Pointing records
◇ ◇ ◇ ◇

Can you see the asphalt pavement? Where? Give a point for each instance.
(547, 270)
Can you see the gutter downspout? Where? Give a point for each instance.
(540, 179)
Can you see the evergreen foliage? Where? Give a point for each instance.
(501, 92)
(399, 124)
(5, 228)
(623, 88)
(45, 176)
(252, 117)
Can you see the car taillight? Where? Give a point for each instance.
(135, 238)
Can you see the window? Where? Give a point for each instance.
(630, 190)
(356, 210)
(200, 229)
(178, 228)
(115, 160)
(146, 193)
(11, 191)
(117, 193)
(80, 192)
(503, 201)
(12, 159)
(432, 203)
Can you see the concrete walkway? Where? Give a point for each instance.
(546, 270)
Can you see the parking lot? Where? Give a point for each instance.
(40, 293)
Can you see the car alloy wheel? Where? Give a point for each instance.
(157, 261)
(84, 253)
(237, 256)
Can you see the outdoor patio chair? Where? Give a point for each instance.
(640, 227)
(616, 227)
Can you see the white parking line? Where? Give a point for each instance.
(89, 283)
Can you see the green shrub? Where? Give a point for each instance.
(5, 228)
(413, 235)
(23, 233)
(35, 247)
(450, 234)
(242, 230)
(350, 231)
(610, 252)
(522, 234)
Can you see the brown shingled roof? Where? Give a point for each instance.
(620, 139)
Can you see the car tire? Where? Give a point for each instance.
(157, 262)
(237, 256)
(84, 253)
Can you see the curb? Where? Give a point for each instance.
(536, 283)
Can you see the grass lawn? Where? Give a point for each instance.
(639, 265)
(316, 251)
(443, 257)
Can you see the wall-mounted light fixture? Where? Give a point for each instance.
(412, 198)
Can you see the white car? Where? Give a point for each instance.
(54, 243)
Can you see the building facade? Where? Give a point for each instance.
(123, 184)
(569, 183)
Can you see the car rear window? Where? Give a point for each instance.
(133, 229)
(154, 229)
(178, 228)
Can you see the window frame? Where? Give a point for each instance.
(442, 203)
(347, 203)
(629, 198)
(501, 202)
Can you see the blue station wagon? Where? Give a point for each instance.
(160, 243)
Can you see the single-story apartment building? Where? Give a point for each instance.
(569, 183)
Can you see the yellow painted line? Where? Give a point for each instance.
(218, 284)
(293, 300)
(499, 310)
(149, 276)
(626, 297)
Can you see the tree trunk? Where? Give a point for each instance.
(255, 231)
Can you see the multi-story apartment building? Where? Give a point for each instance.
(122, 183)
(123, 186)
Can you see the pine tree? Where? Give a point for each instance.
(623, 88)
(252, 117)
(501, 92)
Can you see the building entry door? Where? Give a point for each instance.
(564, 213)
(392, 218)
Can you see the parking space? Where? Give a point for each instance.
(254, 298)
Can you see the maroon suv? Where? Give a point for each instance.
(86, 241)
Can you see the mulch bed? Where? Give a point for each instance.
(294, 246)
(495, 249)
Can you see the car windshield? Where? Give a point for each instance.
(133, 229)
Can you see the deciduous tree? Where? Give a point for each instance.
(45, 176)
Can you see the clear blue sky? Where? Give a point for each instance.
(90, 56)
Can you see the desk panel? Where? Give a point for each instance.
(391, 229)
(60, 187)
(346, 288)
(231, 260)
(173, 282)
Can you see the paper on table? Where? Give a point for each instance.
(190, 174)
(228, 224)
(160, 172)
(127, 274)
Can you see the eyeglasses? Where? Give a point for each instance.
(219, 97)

◇ ◇ ◇ ◇

Without leaving anything out, quote all the data.

### Task solution
Can you see the asphalt pavement? Where? Give a point for each instance.
(547, 270)
Can you see the gutter downspout? Where? Give a point for each instance.
(540, 179)
Can you see the evergreen foliage? Where? Give a point for each instance.
(501, 92)
(399, 124)
(5, 228)
(623, 88)
(45, 176)
(252, 117)
Can you see the car taillight? Where? Give a point for each instance.
(135, 238)
Can you see the window? Where? Give a point for each instance.
(630, 190)
(356, 210)
(200, 229)
(178, 228)
(115, 160)
(146, 193)
(11, 191)
(117, 193)
(80, 192)
(503, 201)
(12, 159)
(432, 203)
Can you see the concrete walkway? Where? Give a point for each instance.
(546, 270)
Can you see the parking lot? Where? Give a point for each instance.
(40, 293)
Can you see the car alloy wheel? Where? Give a point for each instance.
(157, 261)
(84, 253)
(237, 256)
Can you see the outdoor patio chair? Where? Give a point for each instance.
(640, 227)
(616, 227)
Can you see the white parking line? Where? Give a point for each instance.
(89, 283)
Can you see the green shrub? Where? Give a point for each instance.
(5, 228)
(413, 235)
(23, 233)
(35, 247)
(450, 234)
(242, 230)
(350, 231)
(610, 252)
(522, 234)
Can you see the brown shingled roof? Where? Give a point for each instance.
(620, 139)
Can you see the car tire? Where? Give a point for each instance.
(157, 262)
(237, 256)
(84, 253)
Can you see the curb? Where? Give a point for each instance.
(536, 283)
Can you see the grass lawn? Where? Give a point for each instance.
(639, 265)
(316, 251)
(443, 257)
Can you see the wall-mounted light fixture? Where? Give a point for each instance.
(412, 198)
Can you see the white car? Where? Give a point for each instance.
(54, 243)
Can you see the building facade? Where? Give a point for each instance.
(123, 184)
(569, 183)
Can you see the car rear window? Where? Give a point for each instance.
(133, 229)
(154, 229)
(178, 228)
Can you see the window frame? Where? Give a point for each instance.
(442, 203)
(347, 203)
(629, 198)
(501, 202)
Can you see the blue station wagon? Where? Give a point for each instance.
(160, 243)
Can you see the single-story apartment building? Where? Give a point for each instance.
(569, 183)
Can you see the yellow painted line? Where? Give a point for each instance.
(218, 284)
(293, 300)
(499, 310)
(149, 276)
(626, 297)
Can you see the tree trunk? Where? Give a point for each instance.
(255, 231)
Can you see the multi-story apartment building? Where? Give a point for each instance.
(122, 183)
(123, 186)
Can you see the pine tree? Where? Give a point for each instance.
(623, 88)
(252, 117)
(501, 92)
Can you see the building entry door? Where? Give a point for each instance.
(564, 213)
(392, 218)
Can you see the parking space? Where? Give a point for each instance.
(254, 298)
Can you see the maroon suv? Where? Give a point for each instance.
(86, 241)
Can you see the mulch bed? Where? Give a point for each instance.
(294, 246)
(495, 249)
Can you see the car windshield? Where? Give a point for each instance.
(133, 229)
Can you see the deciduous tree? Where? Give a point for each instance.
(45, 176)
Can you see the clear blue sky? Where? Give a point for each instance.
(90, 56)
Can you see the desk panel? Where? Give a point for each instance.
(391, 229)
(60, 187)
(346, 288)
(231, 260)
(173, 282)
Can you see the paper on table? Where? Give a point for each instance.
(190, 174)
(228, 224)
(160, 172)
(127, 274)
Can you see the eyeglasses? Where? Give a point for each instance.
(219, 97)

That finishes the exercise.